Your goal
Can you write out the whole listing exactly?

Information provided

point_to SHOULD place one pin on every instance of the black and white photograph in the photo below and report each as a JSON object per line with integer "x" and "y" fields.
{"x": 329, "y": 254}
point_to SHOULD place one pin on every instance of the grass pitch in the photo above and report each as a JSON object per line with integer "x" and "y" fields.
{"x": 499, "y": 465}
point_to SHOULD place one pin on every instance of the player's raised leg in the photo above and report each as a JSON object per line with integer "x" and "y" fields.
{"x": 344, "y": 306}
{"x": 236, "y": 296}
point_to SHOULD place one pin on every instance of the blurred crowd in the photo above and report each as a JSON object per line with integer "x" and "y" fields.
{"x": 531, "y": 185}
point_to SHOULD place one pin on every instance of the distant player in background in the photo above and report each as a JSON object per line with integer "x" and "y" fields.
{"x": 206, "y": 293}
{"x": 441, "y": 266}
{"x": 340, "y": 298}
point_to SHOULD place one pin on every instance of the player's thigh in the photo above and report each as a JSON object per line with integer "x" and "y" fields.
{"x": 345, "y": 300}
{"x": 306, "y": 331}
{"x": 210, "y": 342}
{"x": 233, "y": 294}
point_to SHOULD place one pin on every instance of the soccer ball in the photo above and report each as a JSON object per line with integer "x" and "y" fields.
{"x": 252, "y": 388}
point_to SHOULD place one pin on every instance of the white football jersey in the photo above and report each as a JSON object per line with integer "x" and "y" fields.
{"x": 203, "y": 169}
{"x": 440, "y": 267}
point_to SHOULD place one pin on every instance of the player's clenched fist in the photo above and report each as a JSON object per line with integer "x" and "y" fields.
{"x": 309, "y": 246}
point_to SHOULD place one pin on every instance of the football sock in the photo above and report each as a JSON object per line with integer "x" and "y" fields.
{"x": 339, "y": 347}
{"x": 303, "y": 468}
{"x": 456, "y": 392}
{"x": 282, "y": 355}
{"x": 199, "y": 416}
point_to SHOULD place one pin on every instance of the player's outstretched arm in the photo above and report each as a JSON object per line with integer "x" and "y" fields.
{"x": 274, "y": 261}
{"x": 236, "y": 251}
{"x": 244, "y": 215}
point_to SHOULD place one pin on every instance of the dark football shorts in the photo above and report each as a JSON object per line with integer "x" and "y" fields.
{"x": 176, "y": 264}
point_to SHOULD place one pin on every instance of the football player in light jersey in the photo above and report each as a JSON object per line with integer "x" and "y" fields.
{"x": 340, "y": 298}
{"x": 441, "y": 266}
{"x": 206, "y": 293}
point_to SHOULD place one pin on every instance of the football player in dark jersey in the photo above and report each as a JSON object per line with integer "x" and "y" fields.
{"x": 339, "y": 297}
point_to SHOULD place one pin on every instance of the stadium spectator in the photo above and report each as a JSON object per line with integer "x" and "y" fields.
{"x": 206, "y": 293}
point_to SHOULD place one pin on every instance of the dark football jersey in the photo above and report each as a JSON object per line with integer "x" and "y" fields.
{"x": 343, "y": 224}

Exercise response
point_to SHOULD place one pin on every instance of the black and white photograph in the photo below and report each as a JSON object per line with integer "x" and "y" fields.
{"x": 329, "y": 254}
point_to SHOULD place one pin on every instance of the grass pitch in the photo above and report each as a JSON object per line with integer "x" and "y" fields.
{"x": 499, "y": 465}
point_to SHOULD place one pin on every instance of the player's raised leg in the photo above and report each as a JSON object per line with integer "x" and "y" fields.
{"x": 344, "y": 306}
{"x": 236, "y": 296}
point_to SHOULD place one pin on every instance of the blurred crowd in the photo above and report each as a JSON object per line with integer "x" and "y" fields.
{"x": 531, "y": 185}
point_to SHOULD place one pin on every instance of the distant player in background in the photo above and report each as a JSON object per line with integer "x" and "y" fields.
{"x": 206, "y": 293}
{"x": 441, "y": 266}
{"x": 340, "y": 298}
point_to SHOULD place one pin on every instance of the player's thigh in the photo above and report each as a JSON object per line with integer "x" and "y" fields.
{"x": 345, "y": 300}
{"x": 306, "y": 331}
{"x": 210, "y": 342}
{"x": 233, "y": 294}
point_to SHOULD place one pin on every instance of the soccer ball in the photo above and report each as a JSON object per line with integer "x" and "y" fields.
{"x": 252, "y": 388}
point_to SHOULD place one pin on every instance of the white football jersey in the photo above and report each as a JSON object per line with integer "x" and "y" fields.
{"x": 203, "y": 169}
{"x": 440, "y": 267}
point_to SHOULD place one pin on every instance of the player's clenched fist in the photo above and report each as a JSON object per line with integer "x" and "y" fields.
{"x": 309, "y": 246}
point_to SHOULD place one pin on every instance of the football sock in the photo above and report each as a JSON object per line with integer "x" and "y" fields.
{"x": 339, "y": 347}
{"x": 303, "y": 468}
{"x": 456, "y": 392}
{"x": 282, "y": 355}
{"x": 199, "y": 416}
point_to SHOULD place one pin on every instance of the player's outstretched arm in the photo above and report each as a JSON object per line with integer "x" and "y" fields.
{"x": 274, "y": 261}
{"x": 236, "y": 251}
{"x": 244, "y": 215}
point_to SHOULD place one pin on every instance of the dark football shorts in the photo above and report each as a JSON object per line with integer "x" and "y" fields.
{"x": 176, "y": 264}
point_to SHOULD place one pin on every instance of the football player in light jersey in the photo above and report each as a JSON object per line with integer "x" and "y" fields.
{"x": 340, "y": 298}
{"x": 441, "y": 266}
{"x": 206, "y": 293}
point_to SHOULD place one pin on every instance of the football player in dark jersey in the photo above and report each as a JSON object per line with integer "x" and "y" fields.
{"x": 339, "y": 297}
point_to SHOULD place one pin on every instance of the stadium spectator in the photo above and report each as a JSON object per line with integer "x" and "y" fields.
{"x": 206, "y": 293}
point_to SHOULD place one pin on every instance of the dark football jersey in the photo above and report each as a JSON object per line with integer "x" and "y" fields.
{"x": 343, "y": 224}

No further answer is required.